### PROVIDED RECORDS
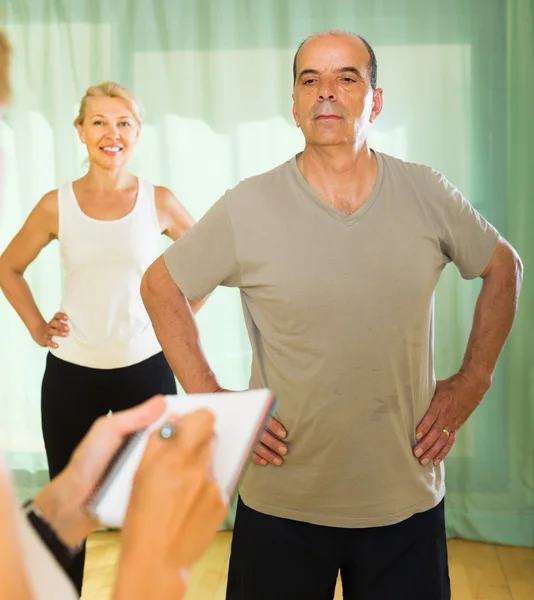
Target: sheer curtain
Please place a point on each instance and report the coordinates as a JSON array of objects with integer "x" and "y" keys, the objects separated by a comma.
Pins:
[{"x": 215, "y": 79}]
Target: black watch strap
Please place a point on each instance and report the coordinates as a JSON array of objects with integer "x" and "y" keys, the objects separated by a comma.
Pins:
[{"x": 62, "y": 553}]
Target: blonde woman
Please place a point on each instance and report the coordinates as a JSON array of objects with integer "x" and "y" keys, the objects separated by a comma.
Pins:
[{"x": 103, "y": 352}]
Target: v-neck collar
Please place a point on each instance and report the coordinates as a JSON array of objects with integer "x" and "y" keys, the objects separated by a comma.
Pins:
[{"x": 357, "y": 215}]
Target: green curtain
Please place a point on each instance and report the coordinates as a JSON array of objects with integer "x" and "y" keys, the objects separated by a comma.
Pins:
[{"x": 215, "y": 79}]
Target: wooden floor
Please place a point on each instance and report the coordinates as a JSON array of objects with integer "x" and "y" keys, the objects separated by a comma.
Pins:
[{"x": 478, "y": 571}]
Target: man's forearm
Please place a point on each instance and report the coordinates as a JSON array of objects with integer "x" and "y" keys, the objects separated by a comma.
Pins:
[
  {"x": 176, "y": 330},
  {"x": 494, "y": 315}
]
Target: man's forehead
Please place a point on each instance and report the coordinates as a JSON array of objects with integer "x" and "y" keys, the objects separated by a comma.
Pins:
[{"x": 328, "y": 53}]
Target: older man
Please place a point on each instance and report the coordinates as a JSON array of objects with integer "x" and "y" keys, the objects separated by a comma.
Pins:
[{"x": 337, "y": 254}]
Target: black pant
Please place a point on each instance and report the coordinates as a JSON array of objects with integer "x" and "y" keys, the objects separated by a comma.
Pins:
[
  {"x": 282, "y": 559},
  {"x": 73, "y": 397}
]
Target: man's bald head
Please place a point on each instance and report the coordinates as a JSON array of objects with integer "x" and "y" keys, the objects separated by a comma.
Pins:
[{"x": 373, "y": 68}]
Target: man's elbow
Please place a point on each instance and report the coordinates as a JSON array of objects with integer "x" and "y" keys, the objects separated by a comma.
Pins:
[
  {"x": 157, "y": 284},
  {"x": 151, "y": 282}
]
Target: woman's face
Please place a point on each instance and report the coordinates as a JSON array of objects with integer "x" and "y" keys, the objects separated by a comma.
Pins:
[{"x": 110, "y": 131}]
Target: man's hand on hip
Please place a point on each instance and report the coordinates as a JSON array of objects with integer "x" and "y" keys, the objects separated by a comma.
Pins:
[
  {"x": 454, "y": 400},
  {"x": 271, "y": 449}
]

### DIRECTION
Can you print all of the items above verbatim, leaving out the pictures?

### IN RESPONSE
Target: sheer curtain
Please place a point on each instance and report the coordinates as a JSON array of objects with integer "x" and "y" keys, the objects separated by a comma.
Pins:
[{"x": 215, "y": 79}]
Target: black watch strap
Please place a point on each instance and report the coordinates as a JSON array of objects with integer "x" and "y" keys, the objects separated by a comma.
Pins:
[{"x": 62, "y": 553}]
Target: blonde woman
Please place a point on each instance and report the coordinates as a JSON array of objects with integer "x" and "y" keys, the objects separated by a comma.
Pins:
[{"x": 103, "y": 352}]
Target: v-neck collar
Please place a point on each instance and report the coordinates as a JSON array of objects with integer "x" and "y" keys, the objects separated by a comma.
Pins:
[{"x": 357, "y": 215}]
Target: green curtain
Please place a point on each instance and report the coordinates as a JSON array of objects with integer "x" and "y" keys, the objects separated by a comma.
Pins:
[{"x": 215, "y": 79}]
Target: wooden floor
Please place a point on each instance and report the coordinates as a JSON array of objects with integer "x" and "y" keys, the objects separated by a comma.
Pins:
[{"x": 478, "y": 571}]
Target: man's forearm
Please place a point on each instance and report the coordinates as a JSON array of objects with integer "x" and "y" keys, the objects separated by a comma.
Pins:
[
  {"x": 176, "y": 330},
  {"x": 494, "y": 315}
]
Target: man's forehead
Please place a point on each instance and report the coordinates as a JSON array of objects with integer "x" and "y" keys, the objects separated by a comma.
Pins:
[{"x": 328, "y": 53}]
Target: older man
Please place a point on each instance and report the coordinates as a JSON array of objects with integer "x" and "y" keys, the objects separated by a comma.
Pins:
[{"x": 337, "y": 254}]
Target: black pant
Please place a point on each instance and report the coordinates as a JSON array of objects with integer "x" and "y" keys, the objects separated by a comma.
Pins:
[
  {"x": 282, "y": 559},
  {"x": 73, "y": 397}
]
Target: man's bald head
Please place a point on each instance and report the coordinates as a JSON array of objects with integer "x" and "y" keys, the objects separated by a comma.
Pins:
[{"x": 373, "y": 68}]
Target: man's elbow
Please place a point on each instance and report the coordinates as a JSON array of objects with integer "x" and "y" keys, the objects separated by a comma.
Pins:
[
  {"x": 157, "y": 284},
  {"x": 151, "y": 282}
]
Target: woman's face
Please place a point on each instance and report the coordinates as a JSON array of objects with integer "x" and "y" keys, the objects separated by a comma.
Pins:
[{"x": 110, "y": 131}]
Target: man's hand on hip
Please place a point on each instance and report the coordinates as a JSON array of objects with integer "x" and "y" keys, the objects separated by a comma.
Pins:
[
  {"x": 454, "y": 400},
  {"x": 271, "y": 449}
]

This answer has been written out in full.